(EXERCISE INPUTS)
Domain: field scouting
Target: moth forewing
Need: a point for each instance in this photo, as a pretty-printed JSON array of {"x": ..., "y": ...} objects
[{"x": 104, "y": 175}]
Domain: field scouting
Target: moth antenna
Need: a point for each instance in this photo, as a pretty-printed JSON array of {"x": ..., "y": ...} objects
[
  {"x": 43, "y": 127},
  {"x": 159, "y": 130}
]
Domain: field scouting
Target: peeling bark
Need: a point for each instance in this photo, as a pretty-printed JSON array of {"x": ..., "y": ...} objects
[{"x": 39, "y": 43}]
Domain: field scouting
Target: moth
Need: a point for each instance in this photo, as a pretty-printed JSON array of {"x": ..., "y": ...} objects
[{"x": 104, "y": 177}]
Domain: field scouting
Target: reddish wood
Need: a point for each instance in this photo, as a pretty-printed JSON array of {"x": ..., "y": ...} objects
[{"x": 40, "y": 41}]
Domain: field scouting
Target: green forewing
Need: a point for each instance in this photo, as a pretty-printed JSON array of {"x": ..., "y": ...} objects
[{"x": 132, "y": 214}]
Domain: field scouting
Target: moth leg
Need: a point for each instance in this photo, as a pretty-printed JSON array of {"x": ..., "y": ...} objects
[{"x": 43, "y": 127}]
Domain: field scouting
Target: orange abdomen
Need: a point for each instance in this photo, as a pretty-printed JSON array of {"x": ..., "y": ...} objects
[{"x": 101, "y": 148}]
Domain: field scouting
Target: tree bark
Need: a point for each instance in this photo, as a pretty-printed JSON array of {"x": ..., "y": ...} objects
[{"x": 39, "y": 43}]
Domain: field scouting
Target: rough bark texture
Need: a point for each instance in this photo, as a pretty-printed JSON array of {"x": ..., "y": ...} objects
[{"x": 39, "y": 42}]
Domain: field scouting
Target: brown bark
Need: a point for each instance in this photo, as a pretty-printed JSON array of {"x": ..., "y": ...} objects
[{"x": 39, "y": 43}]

(THE TASK)
Report every line of the material above that contains the word "Target". Case counts.

(EXERCISE RESULT)
Target: moth forewing
Target: moth antenna
Target: peeling bark
Target: moth
Target: reddish wood
Target: green forewing
Target: moth leg
Target: orange abdomen
Target: tree bark
Target: rough bark texture
Target: brown bark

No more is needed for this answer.